_Task to complete_:
In the copy, include every entry exactly but none of the images.

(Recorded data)
● ● ● ●

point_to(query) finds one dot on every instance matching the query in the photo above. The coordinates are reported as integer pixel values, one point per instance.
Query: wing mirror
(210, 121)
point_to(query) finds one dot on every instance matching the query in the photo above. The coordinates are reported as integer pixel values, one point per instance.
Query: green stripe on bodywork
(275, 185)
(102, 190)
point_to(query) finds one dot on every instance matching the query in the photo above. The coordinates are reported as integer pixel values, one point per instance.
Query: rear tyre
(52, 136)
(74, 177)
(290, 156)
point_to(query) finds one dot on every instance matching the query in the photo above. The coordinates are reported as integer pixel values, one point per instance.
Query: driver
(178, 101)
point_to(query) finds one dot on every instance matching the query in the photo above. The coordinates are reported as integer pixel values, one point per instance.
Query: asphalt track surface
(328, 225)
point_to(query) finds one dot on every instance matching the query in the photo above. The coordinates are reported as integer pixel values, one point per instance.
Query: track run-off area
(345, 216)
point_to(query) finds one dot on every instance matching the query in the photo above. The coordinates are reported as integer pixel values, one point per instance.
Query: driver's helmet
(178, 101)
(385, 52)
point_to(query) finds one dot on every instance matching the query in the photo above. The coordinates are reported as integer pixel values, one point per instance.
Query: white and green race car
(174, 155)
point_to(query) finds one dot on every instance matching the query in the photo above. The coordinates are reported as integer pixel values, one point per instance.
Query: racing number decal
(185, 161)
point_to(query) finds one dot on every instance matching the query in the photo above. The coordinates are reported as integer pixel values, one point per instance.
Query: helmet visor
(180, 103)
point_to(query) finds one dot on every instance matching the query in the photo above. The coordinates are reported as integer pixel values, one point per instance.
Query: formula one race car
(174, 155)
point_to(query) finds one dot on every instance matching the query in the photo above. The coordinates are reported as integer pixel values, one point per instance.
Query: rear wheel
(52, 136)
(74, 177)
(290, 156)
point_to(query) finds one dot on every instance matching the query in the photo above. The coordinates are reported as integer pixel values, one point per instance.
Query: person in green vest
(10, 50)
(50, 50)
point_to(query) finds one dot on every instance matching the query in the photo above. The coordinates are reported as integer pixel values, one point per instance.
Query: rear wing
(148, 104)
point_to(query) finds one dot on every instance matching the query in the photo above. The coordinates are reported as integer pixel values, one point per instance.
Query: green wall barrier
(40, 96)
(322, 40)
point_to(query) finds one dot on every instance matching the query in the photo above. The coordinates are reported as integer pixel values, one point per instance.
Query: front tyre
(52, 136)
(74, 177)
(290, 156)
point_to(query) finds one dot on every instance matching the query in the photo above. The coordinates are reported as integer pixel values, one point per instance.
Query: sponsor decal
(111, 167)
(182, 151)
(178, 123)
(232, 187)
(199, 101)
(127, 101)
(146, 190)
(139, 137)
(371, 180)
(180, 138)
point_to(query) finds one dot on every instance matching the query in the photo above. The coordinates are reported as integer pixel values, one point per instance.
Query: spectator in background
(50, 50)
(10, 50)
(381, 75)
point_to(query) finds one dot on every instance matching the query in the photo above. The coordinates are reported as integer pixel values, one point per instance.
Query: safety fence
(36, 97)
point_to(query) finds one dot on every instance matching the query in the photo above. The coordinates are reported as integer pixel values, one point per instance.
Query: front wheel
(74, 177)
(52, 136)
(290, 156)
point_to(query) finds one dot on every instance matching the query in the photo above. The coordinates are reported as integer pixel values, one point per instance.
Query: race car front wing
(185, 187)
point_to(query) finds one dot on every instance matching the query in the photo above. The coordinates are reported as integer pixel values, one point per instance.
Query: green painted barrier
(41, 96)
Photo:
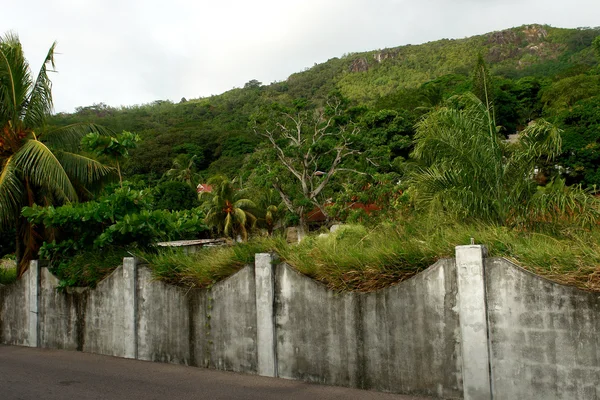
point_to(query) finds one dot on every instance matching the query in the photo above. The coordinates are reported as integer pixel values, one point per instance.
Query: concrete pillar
(33, 284)
(264, 275)
(473, 322)
(130, 311)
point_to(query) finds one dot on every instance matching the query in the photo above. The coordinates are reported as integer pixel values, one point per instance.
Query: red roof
(203, 188)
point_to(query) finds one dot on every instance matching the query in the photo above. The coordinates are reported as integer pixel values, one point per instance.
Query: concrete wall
(61, 323)
(402, 339)
(545, 337)
(472, 328)
(14, 312)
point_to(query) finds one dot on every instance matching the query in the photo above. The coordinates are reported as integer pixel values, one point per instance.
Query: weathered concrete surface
(34, 302)
(473, 322)
(402, 339)
(105, 314)
(14, 312)
(265, 297)
(545, 341)
(60, 314)
(227, 330)
(162, 321)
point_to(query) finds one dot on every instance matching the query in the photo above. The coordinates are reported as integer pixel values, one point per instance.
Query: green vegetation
(366, 259)
(8, 273)
(39, 165)
(410, 143)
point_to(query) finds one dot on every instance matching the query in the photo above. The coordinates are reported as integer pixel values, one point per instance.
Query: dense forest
(536, 71)
(423, 147)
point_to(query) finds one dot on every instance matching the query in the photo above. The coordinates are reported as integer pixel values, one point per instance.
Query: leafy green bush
(96, 232)
(175, 196)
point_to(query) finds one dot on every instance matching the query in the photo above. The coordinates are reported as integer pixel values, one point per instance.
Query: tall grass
(207, 266)
(358, 258)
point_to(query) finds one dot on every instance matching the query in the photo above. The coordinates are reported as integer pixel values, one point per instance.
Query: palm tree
(227, 210)
(39, 165)
(467, 168)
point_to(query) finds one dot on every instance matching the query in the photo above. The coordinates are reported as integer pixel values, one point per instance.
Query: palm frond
(40, 166)
(39, 102)
(15, 80)
(11, 193)
(85, 170)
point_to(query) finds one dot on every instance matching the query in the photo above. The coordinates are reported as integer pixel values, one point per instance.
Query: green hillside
(537, 71)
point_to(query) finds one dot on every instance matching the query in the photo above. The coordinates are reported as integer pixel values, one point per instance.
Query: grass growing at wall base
(357, 258)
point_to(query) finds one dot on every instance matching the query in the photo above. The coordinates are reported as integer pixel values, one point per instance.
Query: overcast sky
(125, 52)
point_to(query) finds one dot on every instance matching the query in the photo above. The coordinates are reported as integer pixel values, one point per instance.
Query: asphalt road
(41, 374)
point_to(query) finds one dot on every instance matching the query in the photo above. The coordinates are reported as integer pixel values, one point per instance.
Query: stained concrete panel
(105, 311)
(60, 314)
(403, 339)
(162, 321)
(544, 336)
(14, 312)
(225, 324)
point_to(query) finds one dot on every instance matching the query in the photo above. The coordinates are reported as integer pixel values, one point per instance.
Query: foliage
(113, 147)
(39, 165)
(522, 62)
(184, 170)
(118, 219)
(580, 159)
(8, 274)
(87, 267)
(309, 146)
(227, 210)
(205, 267)
(468, 171)
(175, 196)
(356, 258)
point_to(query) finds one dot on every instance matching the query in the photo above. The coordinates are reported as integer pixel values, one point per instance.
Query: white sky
(125, 52)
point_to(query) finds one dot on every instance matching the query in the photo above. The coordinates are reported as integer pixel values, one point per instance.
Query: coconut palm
(227, 210)
(467, 168)
(39, 165)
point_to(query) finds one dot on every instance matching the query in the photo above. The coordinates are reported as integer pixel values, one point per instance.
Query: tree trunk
(302, 227)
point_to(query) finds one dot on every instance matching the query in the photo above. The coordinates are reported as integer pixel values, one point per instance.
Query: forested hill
(537, 71)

● ● ● ●

_Problem solution_:
point_to(query) finds one dot on every instance matching the query in the photo above. The coordinates are reported as integer pixel values, one point per instance.
Query: wing mirror
(210, 121)
point_to(query) finds one dot on every instance matching the query in the photo above. The coordinates are reported as integer pixel values, one point per instance.
Query: green stripe on bodywork
(275, 185)
(102, 190)
point_to(query) finds one dot on every instance matching the query in the photo above. The coordinates are reported as integer pixel values, one point per instance.
Query: rear tyre
(52, 136)
(74, 177)
(290, 156)
point_to(query) finds one dot on every instance matching the query in the photo above. The coordinates are reported as integer pixel values, one point per instance.
Query: driver
(178, 101)
point_to(query) finds one dot on every instance matching the query in the photo above. The coordinates are reported as integer pixel values, one point per instance.
Query: asphalt track surface
(328, 225)
point_to(query) finds one dot on every instance matching the query in the photo above. The coordinates are reported as integer pixel values, one point per instance.
Query: track run-off area
(345, 216)
point_to(query) finds one dot on every instance matching the query in the photo above. The coordinates are reported as integer pixel values, one point per instance.
Query: driver's helmet
(178, 101)
(385, 52)
point_to(query) finds one dot on every instance matching the query in the photo above. The coordinates are reported as integer pixel values, one point per instance.
Query: white and green race car
(174, 155)
point_to(query) finds one dot on every instance matching the query in the photo above. The coordinates are reported as integer pixel values, one point per instance.
Query: racing number decal
(185, 161)
point_to(query) finds one dot on every instance matching the query in the photo above. The coordinates are reported as integer pixel values, one point per instance.
Query: helmet visor
(180, 103)
point_to(query) finds one dot on every instance matching the query in the photo above. The coordinates are reported as integer pixel values, one point per instance.
Query: formula one race car
(174, 155)
point_to(query) finds one dot on every instance matching the query in the photo above. The coordinates are reported as integer pixel values, one point per instance.
Query: rear wheel
(52, 136)
(74, 177)
(290, 156)
point_to(query) finds one dot on every instance matching the query in the photo above. The coordinates are reported as integer pixel values, one point per instance.
Query: person in green vest
(10, 50)
(50, 50)
point_to(query) finds one dot on every instance matching the query in the photo above. The coordinates are reported as integer pixel values, one point per instance.
Query: rear wing
(148, 104)
point_to(query) finds one dot on every instance matching the query in the photo above. The coordinates are reported as integer pixel values, one point per instance.
Query: green wall barrier
(40, 96)
(322, 40)
point_to(query) finds one dot on every instance matching the query in the photo above. The coordinates are reported as integer pixel values, one point per instance.
Query: front tyre
(52, 136)
(74, 177)
(290, 156)
point_to(query) finds one dot on every instance matching the query in the photo above. The coordinates are reported as integer pixel values, one point per instance.
Query: sponsor decal
(111, 167)
(182, 151)
(178, 123)
(232, 187)
(199, 101)
(127, 101)
(146, 190)
(139, 137)
(371, 180)
(180, 138)
point_to(query) finds one dot on every instance matching the query in the photo above. The coordinates are reported as integer pixel values, one point per instance.
Query: spectator in background
(50, 50)
(10, 50)
(381, 75)
point_to(query) finds one dot on every instance matching the query in the photo above. The coordinates are reported as integer pixel values, one point per instance.
Query: safety fence
(36, 97)
point_to(query) finds one dot on every instance matching the query in the photo above. The coordinates are reported as integer pixel values, one point per instance.
Query: front wheel
(74, 177)
(52, 136)
(290, 156)
point_to(query) finds one dot on every instance matching the query in the photo above. The coordinates are reported as integer pixel values, one point per instance.
Query: race car front wing
(185, 187)
point_to(query) finds one dot on every instance matching the query in the photo above. The coordinates are reported as integer pixel values, one point per instance.
Query: green painted barrier
(41, 96)
Photo:
point_to(query) finds one dot on every instance matching the query in the photo above. The coordinates are reported as integer pixel values, one point per instance.
Query: concrete pillar
(33, 284)
(264, 275)
(473, 322)
(130, 311)
point_to(query) finds one dot on every instance matching the query in the photo above. The coordinates are reported as integer pixel values, one point per instance.
Query: red roof
(203, 188)
point_to(query) finds one dot on every instance matching the query in the photo above. The coordinates are reported as integer pixel values, one point per instance.
Query: concrete wall
(61, 323)
(402, 339)
(545, 337)
(472, 328)
(14, 312)
point_to(query) finds one dot on every instance matching the query in the photo above. The coordinates are reported as integer pixel values, one point per instance.
Query: weathered concrete surface
(34, 302)
(473, 322)
(402, 339)
(105, 314)
(14, 312)
(265, 297)
(545, 341)
(60, 314)
(227, 330)
(162, 321)
point_to(query) finds one dot on every instance matching the query in the photo above. The coordinates are reported as integer pixel values, one point per instance.
Query: green vegetation
(366, 259)
(8, 273)
(39, 165)
(410, 143)
point_to(query) finds one dot on every instance matching the query in the photo above. The coordinates are reported as integer pixel values, one point per instance.
Query: dense forest
(536, 71)
(423, 147)
point_to(query) finds one dot on every instance matching the query in the photo above. The coordinates are reported as integer pixel values, one point per instance.
Query: leafy green bush
(96, 232)
(175, 196)
point_to(query) finds one dot on every instance matching the query in the photo above. The coordinates are reported as integer pixel values, one point per instance.
Query: tall grass
(207, 266)
(358, 258)
point_to(query) finds one dot on every instance matching the query in the photo above. The coordinates are reported as integer pixel values, one point per instance.
Query: palm tree
(227, 210)
(39, 165)
(467, 168)
point_to(query) finds one dot on every instance matching the query in the photo above. The coordinates are reported as integer pixel values, one point per instance.
Query: palm frond
(40, 166)
(39, 102)
(15, 80)
(11, 193)
(85, 170)
point_to(query) finds one dot on every instance matching the query in the photo above. The coordinates are reported as integer pixel values, one point per instance.
Query: green hillside
(537, 71)
point_to(query) finds one dot on every instance matching the query in the photo above. The coordinates are reported as integer pixel values, one point per instance.
Query: grass growing at wall base
(357, 258)
point_to(query) finds one dot on every instance matching the query in the photo above. The coordinates are reported as integer pixel values, one point per instance.
Query: overcast sky
(125, 52)
point_to(query) finds one dot on every instance matching the query in the photo above. The coordinates are reported as integer pixel values, one point per instance.
Query: asphalt road
(41, 374)
point_to(query) finds one dot on every instance matching the query in the photo above. The coordinates are reported as integer pixel values, one point per instance.
Query: stained concrete panel
(105, 311)
(60, 314)
(403, 339)
(162, 321)
(544, 336)
(14, 312)
(225, 324)
point_to(query) finds one dot on every instance matching the query in the photo above. The coordinates are reported as integer pixel values, one point per instance.
Query: foliage
(113, 147)
(39, 165)
(522, 62)
(184, 170)
(118, 219)
(580, 159)
(8, 274)
(87, 267)
(309, 146)
(227, 210)
(205, 267)
(468, 171)
(175, 196)
(356, 258)
point_to(query) finds one dot on every instance matching the query in the photo above. The coordinates are reported as integer pixel values, one point per instance.
Query: white sky
(125, 52)
point_to(query) finds one dot on every instance matching the query in the photo above. The coordinates are reported as integer pixel values, one point per instance.
Query: coconut palm
(227, 210)
(467, 168)
(39, 165)
point_to(query) finds one dot on every instance matching the query in the photo above. The coordinates are reported as integer pixel values, one point per instance.
Query: tree trunk
(302, 227)
point_to(query) finds one dot on every instance matching the query in the photo above. The coordinates are reported as integer pixel values, one point per instance.
Query: forested hill
(537, 71)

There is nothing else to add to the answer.